(Beginning of Recorded information)

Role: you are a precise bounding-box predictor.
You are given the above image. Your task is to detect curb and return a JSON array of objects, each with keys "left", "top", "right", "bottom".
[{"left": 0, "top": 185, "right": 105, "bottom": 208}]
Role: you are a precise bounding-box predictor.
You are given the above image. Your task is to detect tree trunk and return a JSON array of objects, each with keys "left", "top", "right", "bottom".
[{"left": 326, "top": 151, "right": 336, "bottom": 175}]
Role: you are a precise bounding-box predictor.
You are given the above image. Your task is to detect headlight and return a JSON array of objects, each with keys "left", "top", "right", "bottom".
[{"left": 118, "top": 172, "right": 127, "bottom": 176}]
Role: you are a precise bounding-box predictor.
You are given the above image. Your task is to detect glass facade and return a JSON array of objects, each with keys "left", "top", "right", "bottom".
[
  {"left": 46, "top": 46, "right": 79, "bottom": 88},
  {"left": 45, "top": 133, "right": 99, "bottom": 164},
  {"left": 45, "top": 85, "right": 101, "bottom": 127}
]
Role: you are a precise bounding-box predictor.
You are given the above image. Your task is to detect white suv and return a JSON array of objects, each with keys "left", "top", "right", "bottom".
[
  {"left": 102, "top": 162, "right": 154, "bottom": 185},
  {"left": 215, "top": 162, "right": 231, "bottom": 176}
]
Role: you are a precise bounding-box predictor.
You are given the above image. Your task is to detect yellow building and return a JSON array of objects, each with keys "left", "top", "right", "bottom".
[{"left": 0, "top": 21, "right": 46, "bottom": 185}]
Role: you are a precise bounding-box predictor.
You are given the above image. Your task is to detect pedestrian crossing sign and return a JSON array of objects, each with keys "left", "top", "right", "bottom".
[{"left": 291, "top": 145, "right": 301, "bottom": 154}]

(End of Recorded information)

Task goal: Write out the data once more, word for word.

Response to this exercise:
Role: you are a precise bounding-box predictor.
You are given the above image. Your task is to detect curb and return a JSON array of objects, each with keys "left", "top", "right", "bottom".
[{"left": 0, "top": 185, "right": 105, "bottom": 208}]
Role: you are a precise bounding-box predictor.
You are given the above image. Your task is to detect tree trunk and return a JSON array of objects, each with keys "left", "top", "right", "bottom".
[{"left": 326, "top": 151, "right": 336, "bottom": 175}]
Role: you are a precise bounding-box predictor.
You are given the above image. Your task is to detect headlight and return a JSON array of objects, each with keys "left", "top", "right", "bottom".
[{"left": 118, "top": 172, "right": 127, "bottom": 176}]
Role: you are a precise bounding-box predictor.
You are given the above image. Your task is to detect glass facade and return a JSON array of objects, each with keys "left", "top", "right", "bottom".
[
  {"left": 46, "top": 46, "right": 79, "bottom": 88},
  {"left": 45, "top": 133, "right": 99, "bottom": 164},
  {"left": 45, "top": 85, "right": 101, "bottom": 127}
]
Role: you are a precise bounding-box predictor.
You are given the above image. Your task is to detect white suv and return a JSON array of objects, each with keys "left", "top", "right", "bottom".
[
  {"left": 102, "top": 162, "right": 154, "bottom": 185},
  {"left": 215, "top": 162, "right": 231, "bottom": 176}
]
Role: you are a precise bounding-box predictor.
You are given the above image. Your task is to detect yellow building and return a JSON array of objects, each with keys "left", "top", "right", "bottom".
[{"left": 0, "top": 21, "right": 46, "bottom": 185}]
Role: you are a precise bounding-box predictor.
You are given the above image. Your task is to detect pedestrian crossing sign and return a JSON array of objects, each with keys "left", "top", "right", "bottom".
[{"left": 291, "top": 145, "right": 301, "bottom": 154}]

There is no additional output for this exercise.